Task directions:
Look for "below" in each line of the entries, and return the matching lines.
*** Records for processing ***
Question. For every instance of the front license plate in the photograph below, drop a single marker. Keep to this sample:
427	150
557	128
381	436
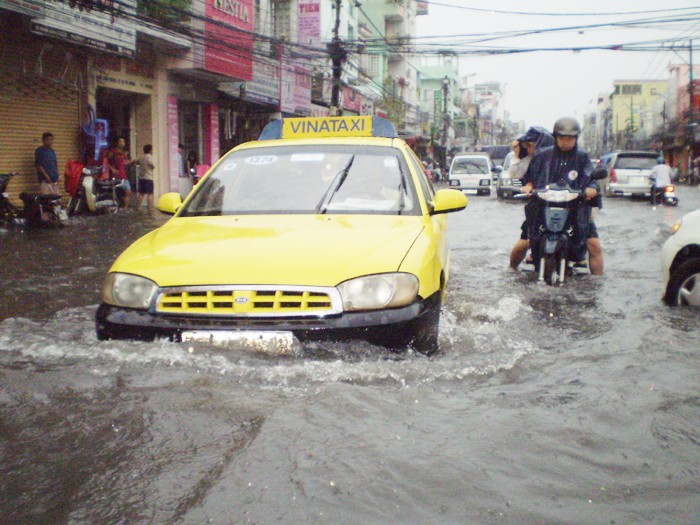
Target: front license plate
278	342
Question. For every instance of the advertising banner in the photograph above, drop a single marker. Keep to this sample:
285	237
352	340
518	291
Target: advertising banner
229	26
211	134
109	25
173	138
310	22
265	86
296	87
25	7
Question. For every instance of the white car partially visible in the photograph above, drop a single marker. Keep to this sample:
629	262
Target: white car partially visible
680	258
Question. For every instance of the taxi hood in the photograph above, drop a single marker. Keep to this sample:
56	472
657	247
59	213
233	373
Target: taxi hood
314	250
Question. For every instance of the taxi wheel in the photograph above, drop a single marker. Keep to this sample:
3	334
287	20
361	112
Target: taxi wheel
425	334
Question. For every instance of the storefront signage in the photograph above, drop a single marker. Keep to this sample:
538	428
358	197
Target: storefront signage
211	135
265	86
25	7
229	45
109	26
310	22
173	138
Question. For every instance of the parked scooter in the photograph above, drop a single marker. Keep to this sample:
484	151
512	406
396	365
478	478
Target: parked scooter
9	213
94	195
551	242
39	209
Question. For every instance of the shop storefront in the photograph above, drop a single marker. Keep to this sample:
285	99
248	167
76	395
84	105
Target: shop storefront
41	89
122	93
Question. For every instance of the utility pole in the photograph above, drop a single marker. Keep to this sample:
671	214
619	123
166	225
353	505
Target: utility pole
338	57
691	88
691	115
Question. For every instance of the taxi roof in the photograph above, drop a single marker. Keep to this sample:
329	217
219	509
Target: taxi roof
328	127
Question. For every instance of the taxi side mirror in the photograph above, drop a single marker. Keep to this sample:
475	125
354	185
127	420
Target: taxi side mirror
169	203
446	201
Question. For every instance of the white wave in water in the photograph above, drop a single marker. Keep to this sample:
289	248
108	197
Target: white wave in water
69	338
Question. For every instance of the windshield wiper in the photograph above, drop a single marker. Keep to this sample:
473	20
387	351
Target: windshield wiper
335	185
403	189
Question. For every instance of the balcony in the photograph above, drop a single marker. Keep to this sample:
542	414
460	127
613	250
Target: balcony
395	11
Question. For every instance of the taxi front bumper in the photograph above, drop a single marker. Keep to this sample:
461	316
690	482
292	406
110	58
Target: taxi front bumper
393	327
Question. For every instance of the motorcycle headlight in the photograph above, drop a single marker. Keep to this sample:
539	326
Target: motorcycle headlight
129	291
372	292
676	226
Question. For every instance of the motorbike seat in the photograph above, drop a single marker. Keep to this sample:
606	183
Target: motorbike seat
108	183
29	198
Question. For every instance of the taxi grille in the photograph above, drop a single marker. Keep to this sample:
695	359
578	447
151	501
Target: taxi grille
259	301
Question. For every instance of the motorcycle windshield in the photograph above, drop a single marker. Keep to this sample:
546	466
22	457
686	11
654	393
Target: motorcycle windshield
558	195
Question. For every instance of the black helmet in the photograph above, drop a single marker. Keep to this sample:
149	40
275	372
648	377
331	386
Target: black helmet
539	136
566	127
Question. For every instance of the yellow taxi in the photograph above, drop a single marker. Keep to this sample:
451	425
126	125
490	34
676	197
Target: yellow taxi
323	229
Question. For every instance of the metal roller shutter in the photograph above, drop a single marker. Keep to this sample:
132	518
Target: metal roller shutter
31	104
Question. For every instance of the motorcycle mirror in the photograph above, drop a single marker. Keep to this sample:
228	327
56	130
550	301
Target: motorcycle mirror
599	174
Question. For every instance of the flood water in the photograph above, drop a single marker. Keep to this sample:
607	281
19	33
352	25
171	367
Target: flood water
572	405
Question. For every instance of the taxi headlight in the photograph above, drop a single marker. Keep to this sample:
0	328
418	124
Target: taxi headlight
129	291
372	292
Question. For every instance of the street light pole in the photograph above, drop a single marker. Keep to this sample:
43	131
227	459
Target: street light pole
338	56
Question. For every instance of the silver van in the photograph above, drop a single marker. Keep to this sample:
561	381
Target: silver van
628	173
471	173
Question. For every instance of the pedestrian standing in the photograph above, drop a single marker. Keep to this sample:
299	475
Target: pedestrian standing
46	165
145	184
660	177
118	161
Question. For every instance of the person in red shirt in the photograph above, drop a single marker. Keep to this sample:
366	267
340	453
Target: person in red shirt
118	161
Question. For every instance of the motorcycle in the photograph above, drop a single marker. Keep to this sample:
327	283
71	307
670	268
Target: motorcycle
551	241
38	209
667	195
95	195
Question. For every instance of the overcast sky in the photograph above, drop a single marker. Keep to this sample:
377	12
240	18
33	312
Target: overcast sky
544	85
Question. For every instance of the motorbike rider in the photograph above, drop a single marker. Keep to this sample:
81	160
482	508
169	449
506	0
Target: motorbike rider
660	177
563	162
524	148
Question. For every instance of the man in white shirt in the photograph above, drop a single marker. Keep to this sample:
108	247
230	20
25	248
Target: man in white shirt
660	178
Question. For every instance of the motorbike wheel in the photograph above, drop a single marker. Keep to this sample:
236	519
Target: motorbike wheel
551	267
51	219
73	205
8	213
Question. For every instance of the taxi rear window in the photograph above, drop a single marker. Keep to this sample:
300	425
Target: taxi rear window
322	179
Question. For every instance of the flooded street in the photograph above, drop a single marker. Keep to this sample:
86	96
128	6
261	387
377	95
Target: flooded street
570	405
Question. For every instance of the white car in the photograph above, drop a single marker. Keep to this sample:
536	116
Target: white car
680	257
507	187
471	172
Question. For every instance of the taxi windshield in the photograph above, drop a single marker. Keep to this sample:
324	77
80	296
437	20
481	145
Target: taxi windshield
319	179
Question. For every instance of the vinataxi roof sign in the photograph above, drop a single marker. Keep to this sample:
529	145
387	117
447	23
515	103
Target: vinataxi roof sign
109	25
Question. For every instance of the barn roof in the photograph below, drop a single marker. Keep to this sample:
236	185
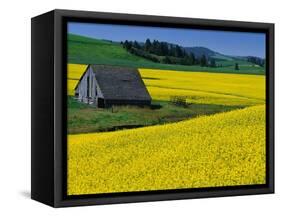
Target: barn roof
120	83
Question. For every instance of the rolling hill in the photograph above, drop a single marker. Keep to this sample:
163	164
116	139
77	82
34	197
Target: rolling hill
85	50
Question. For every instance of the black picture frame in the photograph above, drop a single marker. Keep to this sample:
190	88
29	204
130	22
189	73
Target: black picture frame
49	106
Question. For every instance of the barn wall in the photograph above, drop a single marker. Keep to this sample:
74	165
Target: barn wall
82	88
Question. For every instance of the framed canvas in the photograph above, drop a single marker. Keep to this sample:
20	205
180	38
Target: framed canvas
134	108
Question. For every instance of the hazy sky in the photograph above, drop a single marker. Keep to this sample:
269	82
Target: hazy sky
230	43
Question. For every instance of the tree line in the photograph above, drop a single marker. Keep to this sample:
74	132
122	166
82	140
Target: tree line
163	52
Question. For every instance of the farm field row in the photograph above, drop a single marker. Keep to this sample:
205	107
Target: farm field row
198	87
84	50
188	154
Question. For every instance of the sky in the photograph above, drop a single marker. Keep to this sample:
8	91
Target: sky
225	42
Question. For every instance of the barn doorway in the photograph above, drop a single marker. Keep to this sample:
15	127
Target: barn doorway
100	103
88	87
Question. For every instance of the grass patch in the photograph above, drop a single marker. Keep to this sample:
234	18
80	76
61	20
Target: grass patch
83	118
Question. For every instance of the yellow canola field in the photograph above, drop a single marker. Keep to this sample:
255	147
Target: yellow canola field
198	87
224	149
202	87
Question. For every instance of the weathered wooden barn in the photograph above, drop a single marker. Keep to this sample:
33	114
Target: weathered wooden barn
104	86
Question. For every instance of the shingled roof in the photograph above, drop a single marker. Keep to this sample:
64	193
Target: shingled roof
120	83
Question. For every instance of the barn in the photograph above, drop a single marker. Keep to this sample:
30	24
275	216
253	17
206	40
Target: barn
104	86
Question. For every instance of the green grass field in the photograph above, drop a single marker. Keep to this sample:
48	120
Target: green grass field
83	50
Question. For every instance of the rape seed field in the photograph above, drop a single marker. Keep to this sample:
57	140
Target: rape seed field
220	150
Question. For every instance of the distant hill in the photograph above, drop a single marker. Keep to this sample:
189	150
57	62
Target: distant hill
85	50
199	51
*** End of Records for processing ***
Result of the task:
Question. For every instance of the front license plate in the photograph below, drop a single marker. Keep to this sample:
Question. For every instance of the barn roof in the photograph below, drop a single marker. Keep to this sample:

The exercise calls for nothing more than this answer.